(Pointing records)
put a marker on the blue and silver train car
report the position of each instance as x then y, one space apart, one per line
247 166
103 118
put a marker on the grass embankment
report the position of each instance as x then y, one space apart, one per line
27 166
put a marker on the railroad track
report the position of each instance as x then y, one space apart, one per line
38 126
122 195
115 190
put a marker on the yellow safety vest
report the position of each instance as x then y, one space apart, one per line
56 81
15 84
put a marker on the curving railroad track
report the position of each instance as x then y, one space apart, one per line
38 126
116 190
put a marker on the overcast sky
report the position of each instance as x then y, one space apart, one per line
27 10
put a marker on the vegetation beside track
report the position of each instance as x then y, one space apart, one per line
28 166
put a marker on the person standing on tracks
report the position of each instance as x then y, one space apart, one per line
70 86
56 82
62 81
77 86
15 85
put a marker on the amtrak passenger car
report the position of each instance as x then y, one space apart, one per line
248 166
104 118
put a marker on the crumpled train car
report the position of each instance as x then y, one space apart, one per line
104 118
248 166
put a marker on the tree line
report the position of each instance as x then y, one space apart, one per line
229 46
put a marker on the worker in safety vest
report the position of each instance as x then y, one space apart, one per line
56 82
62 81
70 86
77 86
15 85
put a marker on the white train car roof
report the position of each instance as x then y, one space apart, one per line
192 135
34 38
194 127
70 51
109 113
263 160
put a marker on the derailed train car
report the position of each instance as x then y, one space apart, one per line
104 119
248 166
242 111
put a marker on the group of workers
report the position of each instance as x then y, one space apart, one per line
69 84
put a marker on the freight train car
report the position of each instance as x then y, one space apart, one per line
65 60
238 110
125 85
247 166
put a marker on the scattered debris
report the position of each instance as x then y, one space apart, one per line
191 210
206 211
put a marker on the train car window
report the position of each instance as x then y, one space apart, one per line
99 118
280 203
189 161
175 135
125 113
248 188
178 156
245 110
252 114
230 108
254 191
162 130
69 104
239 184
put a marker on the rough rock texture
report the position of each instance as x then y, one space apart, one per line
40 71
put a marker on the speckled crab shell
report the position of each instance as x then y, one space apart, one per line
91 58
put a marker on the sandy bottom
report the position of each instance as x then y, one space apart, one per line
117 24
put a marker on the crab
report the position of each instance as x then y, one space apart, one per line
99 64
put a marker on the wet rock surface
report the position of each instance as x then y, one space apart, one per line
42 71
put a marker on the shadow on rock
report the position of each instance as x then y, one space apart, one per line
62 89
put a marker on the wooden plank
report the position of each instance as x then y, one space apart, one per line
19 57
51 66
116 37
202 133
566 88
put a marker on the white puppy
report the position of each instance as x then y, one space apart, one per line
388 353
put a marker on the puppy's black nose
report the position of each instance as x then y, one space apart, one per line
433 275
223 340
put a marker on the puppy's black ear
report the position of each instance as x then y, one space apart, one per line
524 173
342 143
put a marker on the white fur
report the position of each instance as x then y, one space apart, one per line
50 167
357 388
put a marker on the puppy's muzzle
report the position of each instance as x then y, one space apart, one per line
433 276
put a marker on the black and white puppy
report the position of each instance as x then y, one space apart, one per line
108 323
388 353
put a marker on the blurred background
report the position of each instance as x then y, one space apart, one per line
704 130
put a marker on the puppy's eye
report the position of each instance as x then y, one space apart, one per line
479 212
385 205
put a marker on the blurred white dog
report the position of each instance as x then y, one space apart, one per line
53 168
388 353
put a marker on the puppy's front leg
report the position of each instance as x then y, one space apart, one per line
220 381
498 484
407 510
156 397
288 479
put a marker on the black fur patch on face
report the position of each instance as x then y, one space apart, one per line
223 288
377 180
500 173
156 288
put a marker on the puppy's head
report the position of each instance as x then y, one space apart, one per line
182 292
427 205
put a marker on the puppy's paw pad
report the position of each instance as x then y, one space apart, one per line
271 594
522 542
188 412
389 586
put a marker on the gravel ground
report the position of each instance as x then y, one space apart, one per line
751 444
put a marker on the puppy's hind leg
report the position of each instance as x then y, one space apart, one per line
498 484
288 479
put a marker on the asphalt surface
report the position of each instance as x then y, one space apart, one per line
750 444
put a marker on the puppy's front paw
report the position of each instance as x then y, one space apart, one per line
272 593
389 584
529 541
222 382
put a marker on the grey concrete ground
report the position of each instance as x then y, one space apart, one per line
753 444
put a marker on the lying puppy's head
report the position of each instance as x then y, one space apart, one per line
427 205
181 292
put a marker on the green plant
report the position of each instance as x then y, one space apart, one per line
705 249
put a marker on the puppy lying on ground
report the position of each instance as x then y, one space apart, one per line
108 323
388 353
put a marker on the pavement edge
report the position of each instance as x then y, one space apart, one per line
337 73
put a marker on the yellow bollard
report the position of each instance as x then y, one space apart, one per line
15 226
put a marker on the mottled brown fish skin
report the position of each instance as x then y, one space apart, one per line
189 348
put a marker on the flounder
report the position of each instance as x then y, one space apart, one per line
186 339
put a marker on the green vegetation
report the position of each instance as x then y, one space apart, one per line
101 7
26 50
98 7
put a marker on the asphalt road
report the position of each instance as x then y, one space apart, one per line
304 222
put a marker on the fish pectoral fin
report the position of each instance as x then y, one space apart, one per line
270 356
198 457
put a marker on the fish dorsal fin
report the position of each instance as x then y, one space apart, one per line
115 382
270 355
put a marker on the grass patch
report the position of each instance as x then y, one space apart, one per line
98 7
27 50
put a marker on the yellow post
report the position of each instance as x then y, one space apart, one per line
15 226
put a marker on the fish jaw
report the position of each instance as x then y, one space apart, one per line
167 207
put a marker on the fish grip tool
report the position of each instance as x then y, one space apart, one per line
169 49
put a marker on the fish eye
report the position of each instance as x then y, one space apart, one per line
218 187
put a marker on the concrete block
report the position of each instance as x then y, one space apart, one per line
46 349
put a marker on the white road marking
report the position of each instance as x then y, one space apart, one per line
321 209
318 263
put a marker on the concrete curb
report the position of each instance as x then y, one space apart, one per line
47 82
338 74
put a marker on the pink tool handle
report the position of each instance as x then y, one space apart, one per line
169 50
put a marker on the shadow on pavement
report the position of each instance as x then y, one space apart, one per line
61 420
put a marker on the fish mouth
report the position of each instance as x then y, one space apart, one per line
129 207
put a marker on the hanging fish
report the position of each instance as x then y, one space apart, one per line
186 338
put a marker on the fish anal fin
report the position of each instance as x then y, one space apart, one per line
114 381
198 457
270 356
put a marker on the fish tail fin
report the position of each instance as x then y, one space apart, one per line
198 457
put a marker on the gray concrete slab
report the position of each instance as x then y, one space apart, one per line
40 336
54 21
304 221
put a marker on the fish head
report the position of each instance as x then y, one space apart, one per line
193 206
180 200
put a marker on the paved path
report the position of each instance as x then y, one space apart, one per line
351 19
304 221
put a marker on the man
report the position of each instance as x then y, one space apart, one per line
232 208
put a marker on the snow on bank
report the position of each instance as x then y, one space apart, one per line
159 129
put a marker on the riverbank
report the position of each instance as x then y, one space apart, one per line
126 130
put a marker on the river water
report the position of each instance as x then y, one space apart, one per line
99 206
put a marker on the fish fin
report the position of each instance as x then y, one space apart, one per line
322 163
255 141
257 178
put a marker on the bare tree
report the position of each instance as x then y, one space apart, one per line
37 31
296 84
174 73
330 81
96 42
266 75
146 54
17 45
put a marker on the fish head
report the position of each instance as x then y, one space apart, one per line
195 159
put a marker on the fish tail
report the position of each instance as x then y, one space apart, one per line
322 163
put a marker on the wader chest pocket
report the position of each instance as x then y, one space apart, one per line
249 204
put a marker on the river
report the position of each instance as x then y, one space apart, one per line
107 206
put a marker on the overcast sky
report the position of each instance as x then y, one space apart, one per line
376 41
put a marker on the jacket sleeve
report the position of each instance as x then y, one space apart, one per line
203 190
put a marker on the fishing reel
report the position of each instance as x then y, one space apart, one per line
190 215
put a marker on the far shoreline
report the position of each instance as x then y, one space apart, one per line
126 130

* [Exercise goal]: Nothing outside the span should appear: transcribe the lines from the one containing "put a marker on the wader chest pocket" through the last line of the records.

* [Exercise solution]:
put a marker on the wader chest pocket
report the position of each instance as x then y, one space apart, one per line
249 204
put a marker on the river
report the position of each instance as x then y, one space apart, one per line
107 206
put a marker on the overcast sky
report the position of each instance as x then y, one space apart, one per line
376 41
put a marker on the jacket sleeve
report the position of each instance as x then y, one space apart, one per line
203 190
put a marker on the fishing reel
report the position of each instance as x then y, one space apart, one per line
190 215
put a marker on the far shoreline
report the position of each instance as x then y, one space apart, one per line
126 130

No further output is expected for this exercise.